**Task requirements:**
Copy out the items word for word, from the start through the line containing "105], [201, 105]]", with both ends included. Leave the pictures out of your answer.
** START OF Given records **
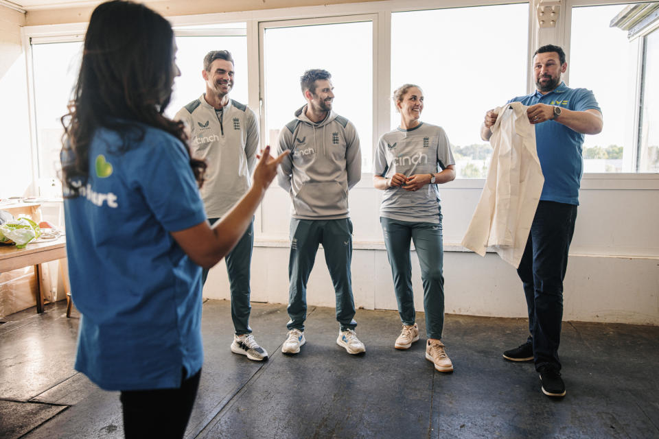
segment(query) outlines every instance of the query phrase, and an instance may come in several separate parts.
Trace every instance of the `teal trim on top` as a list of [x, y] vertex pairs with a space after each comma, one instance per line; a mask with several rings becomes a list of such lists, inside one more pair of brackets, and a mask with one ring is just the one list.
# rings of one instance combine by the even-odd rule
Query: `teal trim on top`
[[417, 130], [417, 129], [421, 128], [421, 126], [423, 125], [423, 124], [424, 124], [423, 122], [419, 122], [419, 125], [417, 125], [417, 126], [414, 127], [413, 128], [410, 128], [409, 130], [405, 130], [405, 129], [404, 129], [404, 128], [400, 128], [400, 127], [398, 127], [398, 128], [396, 128], [396, 130], [398, 130], [398, 131], [402, 131], [403, 132], [409, 132], [410, 131], [414, 131], [415, 130]]
[[201, 101], [196, 99], [183, 108], [187, 110], [187, 111], [192, 115], [192, 112], [194, 111], [200, 105], [201, 105]]

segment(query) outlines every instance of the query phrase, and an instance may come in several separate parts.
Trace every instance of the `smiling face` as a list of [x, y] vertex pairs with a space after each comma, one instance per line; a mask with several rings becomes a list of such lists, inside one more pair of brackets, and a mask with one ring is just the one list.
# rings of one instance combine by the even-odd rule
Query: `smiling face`
[[407, 121], [418, 120], [424, 110], [424, 92], [419, 87], [410, 87], [396, 101], [400, 117]]
[[218, 59], [211, 63], [208, 71], [202, 71], [206, 81], [206, 93], [218, 96], [228, 95], [233, 88], [233, 64]]
[[535, 87], [540, 93], [549, 93], [561, 84], [562, 75], [568, 68], [568, 63], [561, 64], [556, 52], [537, 54], [533, 58], [533, 75]]
[[316, 80], [314, 82], [316, 86], [315, 93], [307, 90], [304, 96], [312, 110], [315, 112], [327, 112], [332, 110], [332, 103], [334, 99], [334, 89], [332, 81], [330, 80]]

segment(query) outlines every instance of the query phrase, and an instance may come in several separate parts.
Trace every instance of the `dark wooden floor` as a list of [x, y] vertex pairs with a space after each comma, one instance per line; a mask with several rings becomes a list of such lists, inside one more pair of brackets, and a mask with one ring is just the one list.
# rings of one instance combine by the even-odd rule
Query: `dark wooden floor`
[[[447, 316], [444, 342], [455, 372], [424, 359], [424, 340], [393, 348], [397, 314], [359, 310], [367, 346], [336, 344], [332, 309], [310, 307], [307, 344], [281, 351], [284, 305], [253, 304], [251, 324], [265, 363], [231, 353], [229, 303], [204, 305], [205, 361], [187, 438], [658, 438], [659, 327], [565, 322], [567, 395], [540, 392], [533, 365], [501, 352], [526, 337], [518, 319]], [[122, 438], [118, 393], [73, 369], [78, 319], [62, 302], [0, 324], [0, 438]], [[423, 314], [417, 322], [425, 334]]]

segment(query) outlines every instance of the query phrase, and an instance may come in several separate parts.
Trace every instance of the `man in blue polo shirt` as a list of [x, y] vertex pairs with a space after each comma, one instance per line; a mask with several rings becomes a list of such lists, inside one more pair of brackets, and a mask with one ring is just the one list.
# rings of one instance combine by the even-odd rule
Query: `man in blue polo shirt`
[[[563, 279], [568, 251], [575, 230], [579, 187], [583, 173], [583, 134], [601, 132], [602, 113], [592, 92], [570, 88], [562, 75], [568, 68], [558, 46], [542, 46], [533, 54], [536, 91], [511, 99], [529, 106], [529, 121], [535, 126], [535, 141], [544, 186], [533, 217], [529, 239], [517, 270], [529, 308], [525, 343], [506, 351], [513, 361], [533, 360], [543, 393], [565, 395], [558, 346], [563, 318]], [[489, 140], [496, 121], [487, 112], [481, 137]]]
** END OF Given records **
**The reply:**
segment(query) outlines every instance of the query phrase, and an instance may come in several separate parts.
Trace every instance of the `teal trim on top` as a list of [x, y] vertex pairs with a space after each comma, one instance per line; a mask with several rings becomes a list of such lists, inside one more pair of brackets, and a mask with one ring is just the one list.
# rings of one instance combine by the even-odd rule
Query: `teal trim on top`
[[417, 130], [417, 129], [421, 128], [421, 126], [423, 125], [423, 124], [424, 124], [423, 122], [419, 122], [419, 125], [417, 125], [417, 126], [414, 127], [413, 128], [410, 128], [409, 130], [405, 130], [405, 129], [404, 129], [404, 128], [400, 128], [400, 127], [398, 127], [398, 128], [396, 128], [396, 130], [398, 130], [398, 131], [402, 131], [403, 132], [409, 132], [410, 131], [414, 131], [415, 130]]
[[201, 101], [196, 99], [183, 108], [187, 110], [187, 111], [192, 115], [192, 112], [194, 111], [200, 105], [201, 105]]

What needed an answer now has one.